### Task description
Arrange every line of the material below as a numbered list, leaving out blank lines.

Saved records

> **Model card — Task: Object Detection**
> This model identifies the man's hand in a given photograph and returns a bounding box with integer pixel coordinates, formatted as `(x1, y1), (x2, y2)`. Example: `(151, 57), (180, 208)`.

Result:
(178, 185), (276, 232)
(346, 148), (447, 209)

### Finished exercise
1. > **Model card — Task: Object Detection**
2. > This model identifies the man's hand in a given photograph and returns a bounding box with integer pixel coordinates, formatted as `(x1, y1), (x2, y2)`. Example: `(151, 57), (180, 208)`.
3. Result:
4. (178, 185), (276, 232)
5. (346, 148), (447, 209)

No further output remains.